# start of LISTED RECORDS

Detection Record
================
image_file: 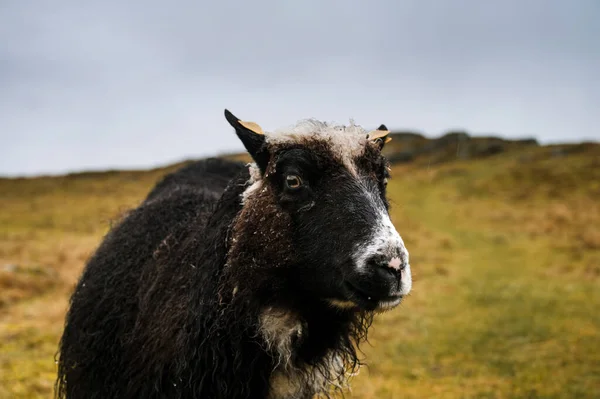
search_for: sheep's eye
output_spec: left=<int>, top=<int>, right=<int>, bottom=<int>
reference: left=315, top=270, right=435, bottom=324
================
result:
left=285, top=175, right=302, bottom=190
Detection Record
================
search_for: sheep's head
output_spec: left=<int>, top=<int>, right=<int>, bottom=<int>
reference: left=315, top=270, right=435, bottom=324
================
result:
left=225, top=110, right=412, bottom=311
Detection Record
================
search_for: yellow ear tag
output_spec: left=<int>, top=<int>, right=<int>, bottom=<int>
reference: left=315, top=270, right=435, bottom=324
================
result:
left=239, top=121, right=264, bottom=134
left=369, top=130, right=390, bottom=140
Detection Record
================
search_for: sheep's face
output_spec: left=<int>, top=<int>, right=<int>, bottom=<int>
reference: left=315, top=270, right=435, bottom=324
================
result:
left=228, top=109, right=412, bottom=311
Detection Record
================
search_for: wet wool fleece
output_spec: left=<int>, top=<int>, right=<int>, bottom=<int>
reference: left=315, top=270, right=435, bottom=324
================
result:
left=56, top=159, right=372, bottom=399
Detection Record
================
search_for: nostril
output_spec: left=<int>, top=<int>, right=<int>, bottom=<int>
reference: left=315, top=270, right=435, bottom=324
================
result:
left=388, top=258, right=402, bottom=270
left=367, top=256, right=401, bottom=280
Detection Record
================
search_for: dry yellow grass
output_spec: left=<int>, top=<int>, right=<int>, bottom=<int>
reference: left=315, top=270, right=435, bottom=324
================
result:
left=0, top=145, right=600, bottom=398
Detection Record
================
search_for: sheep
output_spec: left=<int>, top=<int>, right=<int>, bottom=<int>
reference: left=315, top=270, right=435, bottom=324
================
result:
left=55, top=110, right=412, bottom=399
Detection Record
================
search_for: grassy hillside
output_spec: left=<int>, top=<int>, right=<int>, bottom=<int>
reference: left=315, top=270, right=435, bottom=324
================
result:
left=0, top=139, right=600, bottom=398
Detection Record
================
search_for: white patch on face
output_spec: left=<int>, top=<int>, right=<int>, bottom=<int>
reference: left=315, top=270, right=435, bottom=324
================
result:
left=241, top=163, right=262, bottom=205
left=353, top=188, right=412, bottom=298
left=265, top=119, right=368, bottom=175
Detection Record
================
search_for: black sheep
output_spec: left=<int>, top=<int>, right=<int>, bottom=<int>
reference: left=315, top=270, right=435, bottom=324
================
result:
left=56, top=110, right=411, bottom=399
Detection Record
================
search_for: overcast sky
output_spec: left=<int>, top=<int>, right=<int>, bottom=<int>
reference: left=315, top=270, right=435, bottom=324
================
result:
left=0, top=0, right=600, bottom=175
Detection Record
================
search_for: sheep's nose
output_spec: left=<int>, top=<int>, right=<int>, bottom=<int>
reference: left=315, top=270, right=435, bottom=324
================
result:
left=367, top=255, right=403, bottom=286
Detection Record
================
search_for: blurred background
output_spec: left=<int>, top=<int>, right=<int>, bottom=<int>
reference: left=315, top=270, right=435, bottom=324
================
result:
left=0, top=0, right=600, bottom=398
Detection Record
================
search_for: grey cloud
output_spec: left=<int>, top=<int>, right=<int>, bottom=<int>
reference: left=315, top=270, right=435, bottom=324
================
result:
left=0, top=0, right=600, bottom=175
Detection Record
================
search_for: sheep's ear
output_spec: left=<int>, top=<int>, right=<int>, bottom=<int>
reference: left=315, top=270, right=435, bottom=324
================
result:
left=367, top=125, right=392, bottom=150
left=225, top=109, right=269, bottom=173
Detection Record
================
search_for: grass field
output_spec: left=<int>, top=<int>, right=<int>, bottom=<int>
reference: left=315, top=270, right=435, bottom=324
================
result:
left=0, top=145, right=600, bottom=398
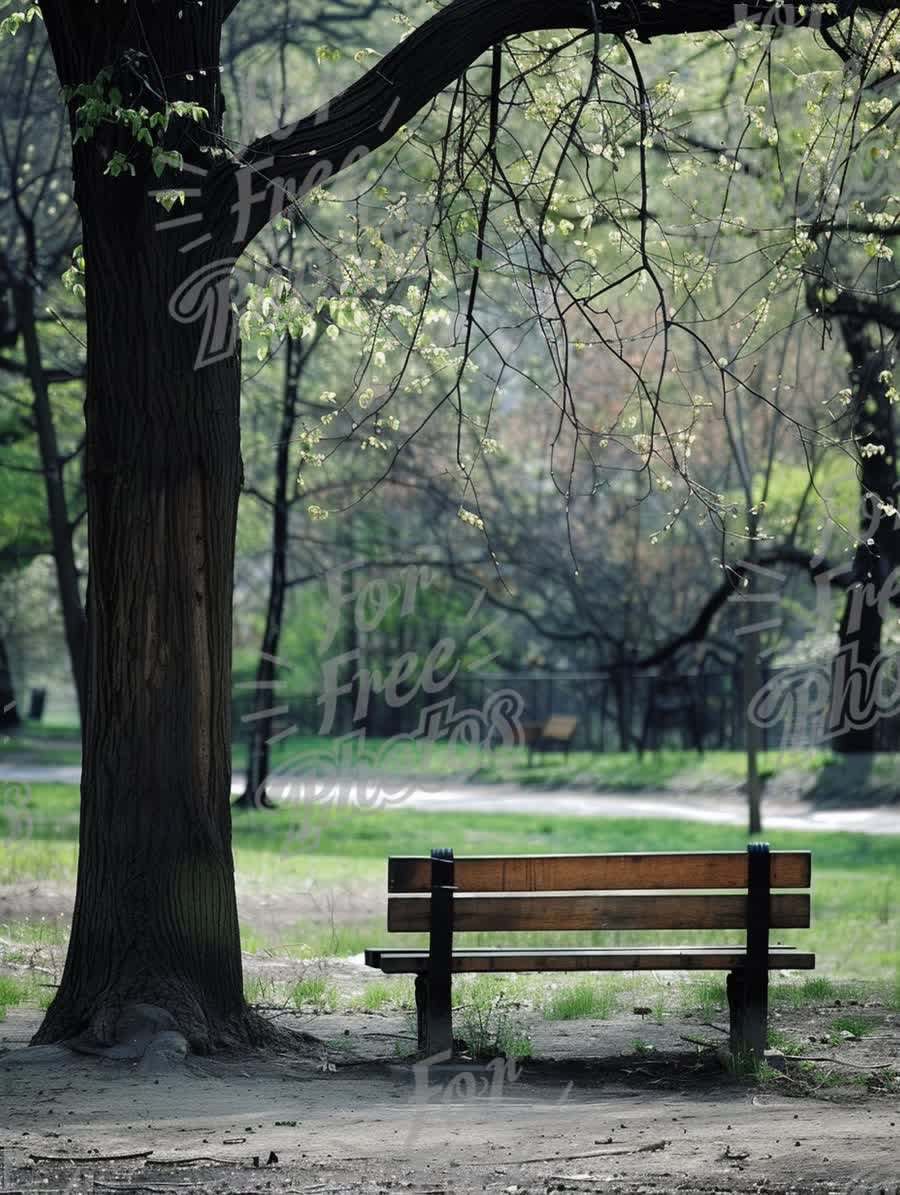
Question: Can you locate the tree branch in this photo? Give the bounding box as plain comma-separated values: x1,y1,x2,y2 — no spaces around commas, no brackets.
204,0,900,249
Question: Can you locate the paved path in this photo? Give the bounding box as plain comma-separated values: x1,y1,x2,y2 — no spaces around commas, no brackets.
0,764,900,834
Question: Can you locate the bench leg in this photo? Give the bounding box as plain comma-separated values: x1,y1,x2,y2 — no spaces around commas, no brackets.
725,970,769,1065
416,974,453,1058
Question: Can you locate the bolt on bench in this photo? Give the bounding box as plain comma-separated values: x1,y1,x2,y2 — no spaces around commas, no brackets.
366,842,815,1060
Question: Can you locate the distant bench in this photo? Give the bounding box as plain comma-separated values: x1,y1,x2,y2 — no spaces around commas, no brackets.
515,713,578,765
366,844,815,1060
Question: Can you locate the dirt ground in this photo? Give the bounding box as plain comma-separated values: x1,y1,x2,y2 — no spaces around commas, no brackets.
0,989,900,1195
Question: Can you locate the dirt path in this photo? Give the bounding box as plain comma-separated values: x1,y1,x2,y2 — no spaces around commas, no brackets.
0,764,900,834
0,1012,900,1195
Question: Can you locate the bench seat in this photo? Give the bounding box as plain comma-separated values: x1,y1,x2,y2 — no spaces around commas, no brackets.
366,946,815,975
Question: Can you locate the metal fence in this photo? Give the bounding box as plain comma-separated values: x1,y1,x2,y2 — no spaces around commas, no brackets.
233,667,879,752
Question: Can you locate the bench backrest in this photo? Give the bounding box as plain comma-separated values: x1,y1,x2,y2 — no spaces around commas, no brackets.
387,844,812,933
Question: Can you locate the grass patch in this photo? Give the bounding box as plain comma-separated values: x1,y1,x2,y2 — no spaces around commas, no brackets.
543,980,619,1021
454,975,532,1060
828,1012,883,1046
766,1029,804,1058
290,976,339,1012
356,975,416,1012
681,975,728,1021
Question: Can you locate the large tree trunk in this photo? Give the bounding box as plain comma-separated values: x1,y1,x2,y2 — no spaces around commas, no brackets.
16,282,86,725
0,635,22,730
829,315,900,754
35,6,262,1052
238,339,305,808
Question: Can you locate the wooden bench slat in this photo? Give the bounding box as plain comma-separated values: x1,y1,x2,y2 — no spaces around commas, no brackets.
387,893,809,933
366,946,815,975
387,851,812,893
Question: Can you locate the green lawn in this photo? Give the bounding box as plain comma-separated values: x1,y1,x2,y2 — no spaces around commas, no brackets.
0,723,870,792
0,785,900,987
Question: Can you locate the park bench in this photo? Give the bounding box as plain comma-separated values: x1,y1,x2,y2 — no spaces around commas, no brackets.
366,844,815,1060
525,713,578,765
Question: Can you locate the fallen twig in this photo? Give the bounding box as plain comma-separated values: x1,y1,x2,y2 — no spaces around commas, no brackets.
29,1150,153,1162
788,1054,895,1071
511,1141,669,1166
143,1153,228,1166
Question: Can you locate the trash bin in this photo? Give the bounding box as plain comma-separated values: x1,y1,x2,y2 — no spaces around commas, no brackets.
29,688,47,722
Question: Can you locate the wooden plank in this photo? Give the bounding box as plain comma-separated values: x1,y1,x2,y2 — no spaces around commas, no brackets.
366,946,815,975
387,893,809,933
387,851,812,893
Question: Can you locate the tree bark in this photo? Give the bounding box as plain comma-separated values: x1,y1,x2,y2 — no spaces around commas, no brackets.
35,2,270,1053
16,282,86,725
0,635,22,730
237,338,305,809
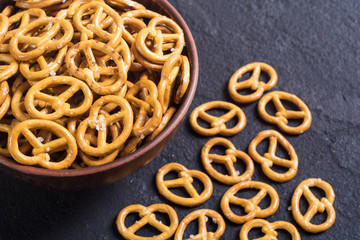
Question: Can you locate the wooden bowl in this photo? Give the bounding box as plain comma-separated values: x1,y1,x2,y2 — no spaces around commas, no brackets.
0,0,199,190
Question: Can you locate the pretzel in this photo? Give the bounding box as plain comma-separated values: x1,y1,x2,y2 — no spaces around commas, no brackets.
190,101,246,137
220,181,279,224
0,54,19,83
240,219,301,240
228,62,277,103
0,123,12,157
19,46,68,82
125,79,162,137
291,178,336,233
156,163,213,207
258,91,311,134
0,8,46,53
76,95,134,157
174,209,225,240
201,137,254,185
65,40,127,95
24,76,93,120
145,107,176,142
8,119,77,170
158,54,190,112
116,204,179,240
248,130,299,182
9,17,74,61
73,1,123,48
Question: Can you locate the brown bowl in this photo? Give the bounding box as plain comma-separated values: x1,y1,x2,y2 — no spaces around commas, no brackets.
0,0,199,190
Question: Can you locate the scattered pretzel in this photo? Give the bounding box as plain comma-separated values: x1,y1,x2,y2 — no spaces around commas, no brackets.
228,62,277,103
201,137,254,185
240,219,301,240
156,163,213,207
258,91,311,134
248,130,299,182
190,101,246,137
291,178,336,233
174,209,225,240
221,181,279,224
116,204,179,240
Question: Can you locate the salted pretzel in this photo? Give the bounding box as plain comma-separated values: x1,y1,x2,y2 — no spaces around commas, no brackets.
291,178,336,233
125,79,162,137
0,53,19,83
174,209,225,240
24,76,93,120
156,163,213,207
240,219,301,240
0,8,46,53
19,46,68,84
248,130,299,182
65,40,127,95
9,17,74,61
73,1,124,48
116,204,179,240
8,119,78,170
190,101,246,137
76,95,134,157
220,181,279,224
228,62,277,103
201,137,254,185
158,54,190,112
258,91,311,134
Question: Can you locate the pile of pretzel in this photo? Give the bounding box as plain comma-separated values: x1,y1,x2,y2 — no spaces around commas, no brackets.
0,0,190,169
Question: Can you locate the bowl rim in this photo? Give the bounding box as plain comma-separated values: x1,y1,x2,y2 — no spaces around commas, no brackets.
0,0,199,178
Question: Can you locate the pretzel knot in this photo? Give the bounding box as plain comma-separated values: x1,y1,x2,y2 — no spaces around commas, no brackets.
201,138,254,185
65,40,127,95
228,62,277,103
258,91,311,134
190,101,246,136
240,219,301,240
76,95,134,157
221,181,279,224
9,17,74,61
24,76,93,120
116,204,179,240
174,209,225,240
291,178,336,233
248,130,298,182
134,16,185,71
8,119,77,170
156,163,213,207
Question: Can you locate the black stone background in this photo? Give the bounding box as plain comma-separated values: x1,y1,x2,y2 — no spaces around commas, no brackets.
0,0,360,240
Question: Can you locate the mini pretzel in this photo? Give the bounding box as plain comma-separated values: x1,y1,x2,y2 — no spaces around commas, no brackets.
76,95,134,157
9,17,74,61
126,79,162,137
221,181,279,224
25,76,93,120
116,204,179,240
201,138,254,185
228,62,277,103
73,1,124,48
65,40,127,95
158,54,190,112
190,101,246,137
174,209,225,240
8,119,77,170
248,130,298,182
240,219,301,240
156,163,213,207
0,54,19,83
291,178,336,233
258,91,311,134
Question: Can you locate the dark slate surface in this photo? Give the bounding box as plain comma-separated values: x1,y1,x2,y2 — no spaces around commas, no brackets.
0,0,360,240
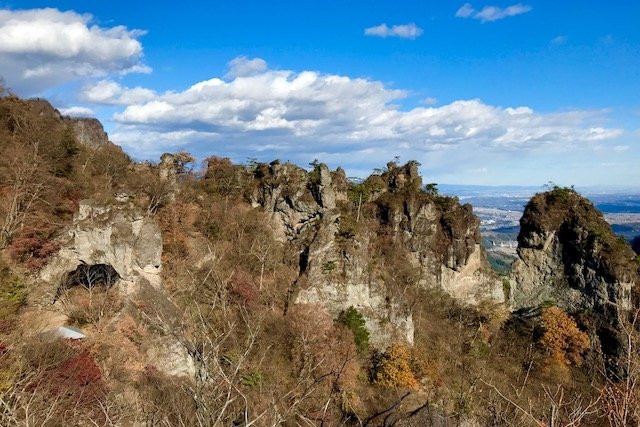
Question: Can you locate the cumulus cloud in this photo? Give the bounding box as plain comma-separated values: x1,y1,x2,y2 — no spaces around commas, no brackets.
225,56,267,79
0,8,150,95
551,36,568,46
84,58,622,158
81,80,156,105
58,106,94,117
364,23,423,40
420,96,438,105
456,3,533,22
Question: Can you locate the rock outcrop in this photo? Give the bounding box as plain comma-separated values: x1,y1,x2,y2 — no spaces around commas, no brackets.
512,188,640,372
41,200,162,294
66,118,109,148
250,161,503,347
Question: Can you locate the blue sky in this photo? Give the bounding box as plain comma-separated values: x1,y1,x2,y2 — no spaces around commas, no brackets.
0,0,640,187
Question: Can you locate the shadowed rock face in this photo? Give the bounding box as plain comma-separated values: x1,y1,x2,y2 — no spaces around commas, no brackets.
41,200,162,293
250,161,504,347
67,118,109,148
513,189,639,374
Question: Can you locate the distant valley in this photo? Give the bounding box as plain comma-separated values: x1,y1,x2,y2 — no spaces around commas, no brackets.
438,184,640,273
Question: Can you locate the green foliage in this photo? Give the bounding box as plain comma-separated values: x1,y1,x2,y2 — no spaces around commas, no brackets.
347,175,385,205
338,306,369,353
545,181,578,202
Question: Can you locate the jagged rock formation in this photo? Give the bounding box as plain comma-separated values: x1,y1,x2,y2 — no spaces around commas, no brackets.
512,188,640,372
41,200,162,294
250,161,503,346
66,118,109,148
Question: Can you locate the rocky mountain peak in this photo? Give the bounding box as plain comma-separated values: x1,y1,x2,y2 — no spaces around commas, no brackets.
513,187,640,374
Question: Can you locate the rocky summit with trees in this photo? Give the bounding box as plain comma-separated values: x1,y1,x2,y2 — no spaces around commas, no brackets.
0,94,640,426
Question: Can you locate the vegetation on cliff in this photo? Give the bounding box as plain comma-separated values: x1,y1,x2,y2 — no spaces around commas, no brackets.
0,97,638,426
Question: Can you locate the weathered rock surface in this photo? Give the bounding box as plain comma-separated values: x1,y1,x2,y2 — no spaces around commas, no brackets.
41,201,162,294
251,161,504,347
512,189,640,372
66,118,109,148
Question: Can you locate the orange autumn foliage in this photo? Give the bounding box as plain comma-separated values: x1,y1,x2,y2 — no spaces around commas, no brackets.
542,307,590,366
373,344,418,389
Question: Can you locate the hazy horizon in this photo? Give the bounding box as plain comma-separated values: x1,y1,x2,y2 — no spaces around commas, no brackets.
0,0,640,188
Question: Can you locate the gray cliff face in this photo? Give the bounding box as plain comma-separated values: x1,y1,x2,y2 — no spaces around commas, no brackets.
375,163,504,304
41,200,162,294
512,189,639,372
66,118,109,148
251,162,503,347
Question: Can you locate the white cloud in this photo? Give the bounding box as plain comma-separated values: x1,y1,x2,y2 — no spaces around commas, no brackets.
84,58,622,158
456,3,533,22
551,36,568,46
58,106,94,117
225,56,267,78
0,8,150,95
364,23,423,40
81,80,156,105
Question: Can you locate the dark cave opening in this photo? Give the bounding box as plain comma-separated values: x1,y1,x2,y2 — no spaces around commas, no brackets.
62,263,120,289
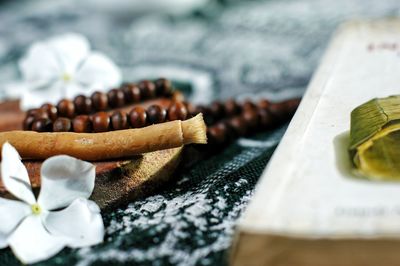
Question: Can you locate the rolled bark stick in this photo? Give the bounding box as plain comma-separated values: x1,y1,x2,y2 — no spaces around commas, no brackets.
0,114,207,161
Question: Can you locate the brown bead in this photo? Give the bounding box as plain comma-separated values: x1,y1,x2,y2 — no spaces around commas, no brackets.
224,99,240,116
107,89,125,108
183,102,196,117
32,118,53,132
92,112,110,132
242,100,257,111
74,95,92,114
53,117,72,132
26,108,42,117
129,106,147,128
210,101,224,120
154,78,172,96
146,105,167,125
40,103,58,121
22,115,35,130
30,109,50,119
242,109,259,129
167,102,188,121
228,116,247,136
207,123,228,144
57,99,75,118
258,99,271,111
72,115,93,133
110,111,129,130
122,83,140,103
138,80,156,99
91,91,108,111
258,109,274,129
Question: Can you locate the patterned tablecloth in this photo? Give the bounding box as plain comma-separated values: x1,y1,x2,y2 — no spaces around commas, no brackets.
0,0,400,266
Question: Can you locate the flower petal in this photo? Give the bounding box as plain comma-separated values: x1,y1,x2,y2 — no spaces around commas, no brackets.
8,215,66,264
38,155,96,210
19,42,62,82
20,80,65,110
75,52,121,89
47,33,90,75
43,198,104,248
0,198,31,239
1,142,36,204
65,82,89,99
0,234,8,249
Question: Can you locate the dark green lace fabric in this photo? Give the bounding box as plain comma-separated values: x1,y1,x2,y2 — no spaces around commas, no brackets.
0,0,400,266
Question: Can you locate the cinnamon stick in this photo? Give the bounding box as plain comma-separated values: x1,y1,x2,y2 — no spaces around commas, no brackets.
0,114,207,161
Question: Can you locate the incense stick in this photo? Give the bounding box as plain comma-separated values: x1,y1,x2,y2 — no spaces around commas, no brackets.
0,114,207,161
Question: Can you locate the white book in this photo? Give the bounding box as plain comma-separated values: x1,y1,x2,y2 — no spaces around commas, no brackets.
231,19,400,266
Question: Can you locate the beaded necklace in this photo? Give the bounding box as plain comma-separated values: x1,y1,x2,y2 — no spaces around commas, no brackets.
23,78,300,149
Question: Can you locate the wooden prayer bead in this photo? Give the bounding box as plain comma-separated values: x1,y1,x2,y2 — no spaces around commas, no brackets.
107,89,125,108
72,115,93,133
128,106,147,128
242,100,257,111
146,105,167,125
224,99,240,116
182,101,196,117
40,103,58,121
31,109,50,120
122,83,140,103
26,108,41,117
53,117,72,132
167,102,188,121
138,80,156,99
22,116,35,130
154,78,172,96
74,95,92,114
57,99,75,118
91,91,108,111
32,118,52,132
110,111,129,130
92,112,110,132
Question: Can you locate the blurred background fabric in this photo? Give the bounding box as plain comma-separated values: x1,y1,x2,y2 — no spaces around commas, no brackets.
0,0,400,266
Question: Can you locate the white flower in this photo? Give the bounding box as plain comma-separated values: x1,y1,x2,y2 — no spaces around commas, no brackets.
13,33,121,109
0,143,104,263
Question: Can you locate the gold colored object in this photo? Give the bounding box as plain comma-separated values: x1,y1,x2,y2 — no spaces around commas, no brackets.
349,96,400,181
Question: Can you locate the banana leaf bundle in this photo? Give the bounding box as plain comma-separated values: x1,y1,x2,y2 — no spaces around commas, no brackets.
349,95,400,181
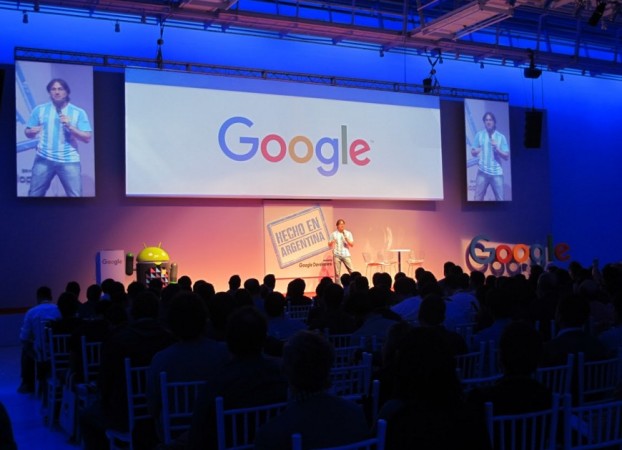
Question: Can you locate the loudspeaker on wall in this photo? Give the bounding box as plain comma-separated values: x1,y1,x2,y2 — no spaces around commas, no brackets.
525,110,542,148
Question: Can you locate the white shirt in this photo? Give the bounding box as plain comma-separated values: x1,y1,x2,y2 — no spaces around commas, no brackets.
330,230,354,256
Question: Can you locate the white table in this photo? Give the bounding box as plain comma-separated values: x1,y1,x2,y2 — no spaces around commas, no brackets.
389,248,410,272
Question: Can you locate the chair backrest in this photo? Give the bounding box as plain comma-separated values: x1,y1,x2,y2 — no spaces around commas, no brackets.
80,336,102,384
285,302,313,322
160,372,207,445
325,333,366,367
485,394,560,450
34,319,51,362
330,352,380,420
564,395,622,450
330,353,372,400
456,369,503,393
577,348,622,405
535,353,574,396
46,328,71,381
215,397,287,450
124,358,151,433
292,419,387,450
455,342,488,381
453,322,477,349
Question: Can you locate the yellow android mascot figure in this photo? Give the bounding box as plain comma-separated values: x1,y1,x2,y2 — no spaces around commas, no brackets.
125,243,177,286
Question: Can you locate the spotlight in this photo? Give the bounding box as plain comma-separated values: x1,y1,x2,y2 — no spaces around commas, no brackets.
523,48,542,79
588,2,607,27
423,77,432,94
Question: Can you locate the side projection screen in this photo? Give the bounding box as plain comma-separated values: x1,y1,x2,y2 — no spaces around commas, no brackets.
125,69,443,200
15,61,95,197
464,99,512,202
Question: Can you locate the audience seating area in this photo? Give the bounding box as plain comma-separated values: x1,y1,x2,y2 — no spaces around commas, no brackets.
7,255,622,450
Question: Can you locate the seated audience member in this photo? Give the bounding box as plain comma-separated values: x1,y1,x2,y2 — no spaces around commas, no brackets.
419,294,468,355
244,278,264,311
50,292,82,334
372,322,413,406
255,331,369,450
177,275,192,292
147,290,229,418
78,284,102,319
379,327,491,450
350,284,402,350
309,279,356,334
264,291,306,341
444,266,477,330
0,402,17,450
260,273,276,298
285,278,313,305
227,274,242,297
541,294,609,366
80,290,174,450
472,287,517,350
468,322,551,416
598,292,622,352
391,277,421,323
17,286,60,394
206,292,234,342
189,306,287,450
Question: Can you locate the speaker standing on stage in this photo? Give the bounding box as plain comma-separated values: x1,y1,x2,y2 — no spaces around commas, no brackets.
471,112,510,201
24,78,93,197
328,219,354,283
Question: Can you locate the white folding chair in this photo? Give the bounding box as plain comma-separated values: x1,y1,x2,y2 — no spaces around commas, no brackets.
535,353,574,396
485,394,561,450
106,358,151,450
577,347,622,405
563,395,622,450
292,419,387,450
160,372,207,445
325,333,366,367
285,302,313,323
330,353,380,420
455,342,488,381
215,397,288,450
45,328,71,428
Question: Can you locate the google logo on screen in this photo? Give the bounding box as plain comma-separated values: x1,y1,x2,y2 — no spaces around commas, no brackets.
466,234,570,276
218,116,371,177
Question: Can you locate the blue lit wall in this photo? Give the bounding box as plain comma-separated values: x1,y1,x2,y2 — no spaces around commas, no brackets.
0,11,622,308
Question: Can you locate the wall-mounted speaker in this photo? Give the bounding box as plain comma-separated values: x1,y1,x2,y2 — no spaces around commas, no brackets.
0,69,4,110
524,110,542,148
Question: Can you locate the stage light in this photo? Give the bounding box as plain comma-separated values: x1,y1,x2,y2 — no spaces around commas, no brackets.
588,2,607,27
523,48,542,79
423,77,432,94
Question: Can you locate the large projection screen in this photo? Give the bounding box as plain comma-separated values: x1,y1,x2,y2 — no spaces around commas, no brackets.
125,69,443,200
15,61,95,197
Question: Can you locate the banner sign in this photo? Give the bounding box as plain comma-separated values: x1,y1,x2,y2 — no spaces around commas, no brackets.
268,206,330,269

# end of LISTED RECORDS

__YOUR INSTRUCTIONS__
Rewrite the rows as a numbered list, from the first line through the line containing "left=225, top=110, right=412, bottom=311", including both ends. Skip any blank lines and leave the pictures out.

__FULL RESPONSE__
1. Detection Record
2. ================
3. image_file: 
4. search_for: sheep's eye
5. output_spec: left=<int>, top=<int>, right=<int>, bottom=<int>
6. reference: left=315, top=270, right=435, bottom=324
7. ================
8. result:
9. left=285, top=175, right=302, bottom=190
10. Detection Record
11. ================
12. search_for: sheep's head
13. output_spec: left=<int>, top=<int>, right=<int>, bottom=<int>
14. reference: left=315, top=270, right=435, bottom=324
15. ================
16. result:
17. left=225, top=110, right=412, bottom=311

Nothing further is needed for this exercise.